• _Document passage_:
-- start --

Create a commit to reverse the work of another commit.

This keeps the old commits and builds on top of them - great for keeping history and when working with others environments or developers.

If you want to actually remove commits from your commit history, you can use rebase or reset. But those are destructive and also if you already pushed the commits you’re deleting you’ll have to do a force push to let you push them. This will cause conflicts for other developers working on your branch as your commit trees have diverged.

Revert a commit

This reverses a single commit’s changes. Any changes from later commits will be kept.

You’ll get a prompt for a commit message and then the commit will be made.

$ git revert COMMIT_REF

Revert a range of commits

Choose a commit hash for the start and another for the end, inclusive.

Create a single revert commit

$ git revert --no-commit FIRST..LAST
$ # e.g. Target commit to now.

-- end --

• _Data section_:
-- start --

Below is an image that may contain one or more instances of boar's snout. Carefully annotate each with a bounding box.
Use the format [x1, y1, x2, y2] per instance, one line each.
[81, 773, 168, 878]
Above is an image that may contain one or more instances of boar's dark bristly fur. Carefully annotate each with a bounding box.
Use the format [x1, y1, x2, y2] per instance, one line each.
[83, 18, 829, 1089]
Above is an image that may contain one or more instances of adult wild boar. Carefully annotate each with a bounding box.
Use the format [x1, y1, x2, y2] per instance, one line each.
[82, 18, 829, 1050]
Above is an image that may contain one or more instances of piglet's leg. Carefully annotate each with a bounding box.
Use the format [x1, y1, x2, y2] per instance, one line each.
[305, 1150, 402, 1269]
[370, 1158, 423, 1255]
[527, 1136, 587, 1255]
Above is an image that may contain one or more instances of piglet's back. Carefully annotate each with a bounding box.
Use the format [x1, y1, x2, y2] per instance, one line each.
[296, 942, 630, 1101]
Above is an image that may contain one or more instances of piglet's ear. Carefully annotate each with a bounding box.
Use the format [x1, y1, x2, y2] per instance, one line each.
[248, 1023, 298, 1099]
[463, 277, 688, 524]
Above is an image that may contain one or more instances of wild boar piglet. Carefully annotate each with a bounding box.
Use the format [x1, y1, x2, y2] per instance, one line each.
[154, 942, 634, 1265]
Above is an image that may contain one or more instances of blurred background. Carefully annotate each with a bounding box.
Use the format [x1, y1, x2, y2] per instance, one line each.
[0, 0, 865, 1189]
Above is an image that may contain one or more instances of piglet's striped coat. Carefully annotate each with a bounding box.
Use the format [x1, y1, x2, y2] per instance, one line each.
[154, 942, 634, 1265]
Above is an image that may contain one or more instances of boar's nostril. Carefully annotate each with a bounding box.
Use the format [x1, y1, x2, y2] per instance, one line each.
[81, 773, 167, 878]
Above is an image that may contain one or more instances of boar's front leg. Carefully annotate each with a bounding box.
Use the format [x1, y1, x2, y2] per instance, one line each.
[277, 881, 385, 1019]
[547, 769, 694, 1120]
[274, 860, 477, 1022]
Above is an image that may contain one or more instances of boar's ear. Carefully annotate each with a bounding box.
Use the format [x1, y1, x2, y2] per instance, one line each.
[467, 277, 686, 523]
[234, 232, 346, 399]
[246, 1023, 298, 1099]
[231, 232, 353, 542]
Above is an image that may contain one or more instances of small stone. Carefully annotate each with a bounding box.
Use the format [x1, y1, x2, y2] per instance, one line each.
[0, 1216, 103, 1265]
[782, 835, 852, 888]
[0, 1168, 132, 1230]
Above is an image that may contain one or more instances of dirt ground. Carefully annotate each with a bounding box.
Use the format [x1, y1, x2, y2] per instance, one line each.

-- end --

• _To be done_:
a) In the git revert guide, what happens to changes from later commits when a single commit is reverted?
b) Reproduce the git revert guide word for word from "This reverses a" to "the end, inclusive.".

• _The responses_:
a) They are kept.

b)
This reverses a single commit’s changes. Any changes from later commits will be kept.

You’ll get a prompt for a commit message and then the commit will be made.

$ git revert COMMIT_REF

Revert a range of commits

Choose a commit hash for the start and another for the end, inclusive.